# [Task description]
Please reproduce every one of the items below word for word, keeping each line in its original order.

# [Task inputs]
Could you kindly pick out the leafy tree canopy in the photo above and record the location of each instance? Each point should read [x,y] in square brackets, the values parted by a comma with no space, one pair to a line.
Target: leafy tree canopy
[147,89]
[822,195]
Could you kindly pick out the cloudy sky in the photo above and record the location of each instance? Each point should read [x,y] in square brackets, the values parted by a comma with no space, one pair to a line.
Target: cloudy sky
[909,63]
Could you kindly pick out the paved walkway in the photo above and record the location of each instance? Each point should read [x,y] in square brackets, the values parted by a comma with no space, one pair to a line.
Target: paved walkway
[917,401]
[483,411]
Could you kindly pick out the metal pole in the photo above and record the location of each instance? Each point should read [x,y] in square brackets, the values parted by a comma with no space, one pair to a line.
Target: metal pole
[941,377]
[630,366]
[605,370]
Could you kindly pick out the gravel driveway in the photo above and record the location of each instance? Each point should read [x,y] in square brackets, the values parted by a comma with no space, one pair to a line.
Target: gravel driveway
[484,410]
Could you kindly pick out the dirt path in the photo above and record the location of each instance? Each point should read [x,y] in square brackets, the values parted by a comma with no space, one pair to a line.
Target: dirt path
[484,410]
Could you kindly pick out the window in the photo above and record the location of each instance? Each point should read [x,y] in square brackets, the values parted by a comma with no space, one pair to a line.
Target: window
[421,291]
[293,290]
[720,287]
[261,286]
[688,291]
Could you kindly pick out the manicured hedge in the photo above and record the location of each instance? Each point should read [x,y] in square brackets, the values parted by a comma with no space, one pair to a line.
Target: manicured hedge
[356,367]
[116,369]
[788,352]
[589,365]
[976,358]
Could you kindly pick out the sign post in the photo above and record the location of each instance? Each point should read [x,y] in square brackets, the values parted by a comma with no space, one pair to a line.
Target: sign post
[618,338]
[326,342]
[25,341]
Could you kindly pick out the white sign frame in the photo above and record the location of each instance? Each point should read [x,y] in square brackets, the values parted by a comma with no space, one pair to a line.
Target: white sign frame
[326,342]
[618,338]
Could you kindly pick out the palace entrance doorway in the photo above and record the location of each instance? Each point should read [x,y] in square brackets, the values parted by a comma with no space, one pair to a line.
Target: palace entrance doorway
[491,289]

# [Answer to this problem]
Could you kindly pick out the leafy tree canopy in the photo above and record the location of each instance? Each point should read [x,y] in square brackets, the values parted by a comma with no space, one pair to a line.
Target: leafy tree canopy
[147,89]
[822,195]
Could you kindly pick out the cloudy sky in the photo above and record the location of each instance? Each point should read [x,y] in square brackets, the values parted by a comma with no space, one pair to a line.
Target: cloudy sky
[909,63]
Could you kindly pick out the paved walkway in the photo above and record the location of each instance? Each point should read [x,y] in square brackets, the values parted by a comma with no space, one pair to a line.
Target: paved walkway
[917,401]
[483,411]
Could you kindly pick out the metal pole in the photo above and record the location of each instance? Each point should read [x,y] in square brackets, the values parted by a comma with no space, one pair to a line.
Target: metal pole
[941,377]
[630,366]
[605,370]
Could you kindly pick out the gravel driveway in the photo above and record the location of each instance? Each point should read [x,y] in square brackets, the values parted by a comma with no space, one pair to a line.
Target: gravel driveway
[484,410]
Could you kindly pick out the dirt path in the photo above and record the location of each instance? Each point should read [x,y] in square brackets, the values parted by a comma with no space, one pair to a line.
Target: dirt path
[484,410]
Could you kindly pick out the window in the photo above and record the location of each instance? Each point should read [x,y] in square brackets, the values parted by a comma with no space, one pair to a line.
Target: window
[421,291]
[293,290]
[720,287]
[261,286]
[688,291]
Could you kindly pick out the manicured hedge in the photo above and record the location of each instance? Each point should read [x,y] in square brackets, the values parted by a comma with no space, one pair to a line.
Target: manicured hedge
[356,367]
[116,369]
[788,352]
[589,365]
[976,358]
Could you kindly pick out the sign post in the photo above and record the location of each instance? Each point should read [x,y] in square brackets, the values parted by a comma with no space, one pair to a line.
Target: sign post
[618,338]
[326,342]
[25,341]
Could you kindly pick out the white sign frame in the photo above and record the location of each instance? Each point should read [x,y] in square brackets, the values parted by a comma with no space, one pair to a line.
Target: white sign frame
[326,342]
[618,338]
Could you kindly pick out the palace entrance doorway in the photo above and record the location of each instance? Each point should read [x,y] in square brackets, the values parted by a comma with no space, one pair to a line.
Target: palace entrance doorway
[491,289]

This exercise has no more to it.